**PAGE EXTRACT**
··········
After a lunch break, UCFAA attorney Dan Shapiro aggressively cross examined Eichner. His exchanges with the expert witness were contentious, with Eichner rarely committing to give "yes" or "no" answers without providing the context he stated was needed for jurors.
Shapiro aimed to discredit Eichner by highlighting inconsistencies in accounts of the workout he used to form his opinions, his contact with the medical examiner before Stephany completed his autopsy report and the lack of rigorous medical studies of athletes suffering complications from sickle cell trait.
Eichner defended his decision to contact the medical examiner on the day after Plancher's death and suggesting Stephany investigate whether it was caused by sickle cell trait. He said he was tired of seeing so many athletes die from sickle cell trait complications. Eichner said given his extensive sickle cell trait research, he didn't think it was wrong to respond to Stephany's follow-up questions.
Ereck Plancher's aunt, Anise Duprat, testified about the intense loss the UCF football player's parents suffered following his death.
··········
**EXTRACTED RECORDS**

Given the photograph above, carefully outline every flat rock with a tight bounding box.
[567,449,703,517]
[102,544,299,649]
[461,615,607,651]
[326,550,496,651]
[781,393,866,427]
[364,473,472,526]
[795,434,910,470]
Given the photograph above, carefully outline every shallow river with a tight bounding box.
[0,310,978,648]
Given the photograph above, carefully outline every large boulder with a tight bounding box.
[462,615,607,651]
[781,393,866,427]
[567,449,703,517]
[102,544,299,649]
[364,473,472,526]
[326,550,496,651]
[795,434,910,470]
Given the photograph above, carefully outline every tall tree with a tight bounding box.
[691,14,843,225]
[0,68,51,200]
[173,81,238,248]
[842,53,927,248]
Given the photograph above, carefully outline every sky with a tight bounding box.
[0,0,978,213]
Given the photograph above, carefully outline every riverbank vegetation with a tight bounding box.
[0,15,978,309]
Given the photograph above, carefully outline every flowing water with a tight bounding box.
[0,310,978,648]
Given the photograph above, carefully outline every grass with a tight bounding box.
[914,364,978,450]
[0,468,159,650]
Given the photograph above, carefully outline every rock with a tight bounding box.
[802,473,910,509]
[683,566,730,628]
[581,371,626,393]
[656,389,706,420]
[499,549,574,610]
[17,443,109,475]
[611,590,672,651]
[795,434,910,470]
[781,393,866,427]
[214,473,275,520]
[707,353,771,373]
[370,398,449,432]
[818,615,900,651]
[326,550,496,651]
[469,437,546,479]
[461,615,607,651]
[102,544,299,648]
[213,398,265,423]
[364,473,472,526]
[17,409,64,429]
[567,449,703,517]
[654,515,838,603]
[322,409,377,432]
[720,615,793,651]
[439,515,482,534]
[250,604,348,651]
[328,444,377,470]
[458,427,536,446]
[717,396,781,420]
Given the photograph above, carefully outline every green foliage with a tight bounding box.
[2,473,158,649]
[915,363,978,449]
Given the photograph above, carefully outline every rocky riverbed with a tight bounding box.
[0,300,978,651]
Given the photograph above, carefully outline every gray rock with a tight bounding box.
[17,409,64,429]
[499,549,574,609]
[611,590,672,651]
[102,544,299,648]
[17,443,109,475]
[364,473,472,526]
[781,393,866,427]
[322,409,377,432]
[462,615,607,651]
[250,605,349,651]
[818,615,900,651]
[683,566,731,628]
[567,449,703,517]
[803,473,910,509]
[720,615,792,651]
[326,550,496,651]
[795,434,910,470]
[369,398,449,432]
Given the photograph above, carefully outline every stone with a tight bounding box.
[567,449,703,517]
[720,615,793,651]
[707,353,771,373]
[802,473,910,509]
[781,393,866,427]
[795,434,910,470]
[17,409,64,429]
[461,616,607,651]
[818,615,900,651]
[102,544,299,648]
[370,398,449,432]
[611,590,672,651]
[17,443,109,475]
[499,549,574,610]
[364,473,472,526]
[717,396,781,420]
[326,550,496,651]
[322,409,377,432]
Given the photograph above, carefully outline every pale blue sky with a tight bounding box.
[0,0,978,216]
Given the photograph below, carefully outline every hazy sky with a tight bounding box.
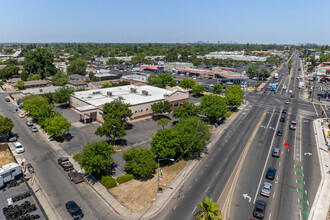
··········
**WORK REQUIRED**
Return the full trial report above word for word, from its first sentence to its last.

**TASK SOLUTION**
After a lunch break, UCFAA attorney Dan Shapiro aggressively cross examined Eichner. His exchanges with the expert witness were contentious, with Eichner rarely committing to give "yes" or "no" answers without providing the context he stated was needed for jurors.
Shapiro aimed to discredit Eichner by highlighting inconsistencies in accounts of the workout he used to form his opinions, his contact with the medical examiner before Stephany completed his autopsy report and the lack of rigorous medical studies of athletes suffering complications from sickle cell trait.
Eichner defended his decision to contact the medical examiner on the day after Plancher's death and suggesting Stephany investigate whether it was caused by sickle cell trait. He said he was tired of seeing so many athletes die from sickle cell trait complications. Eichner said given his extensive sickle cell trait research, he didn't think it was wrong to respond to Stephany's follow-up questions.
Ereck Plancher's aunt, Anise Duprat, testified about the intense loss the UCF football player's parents suffered following his death.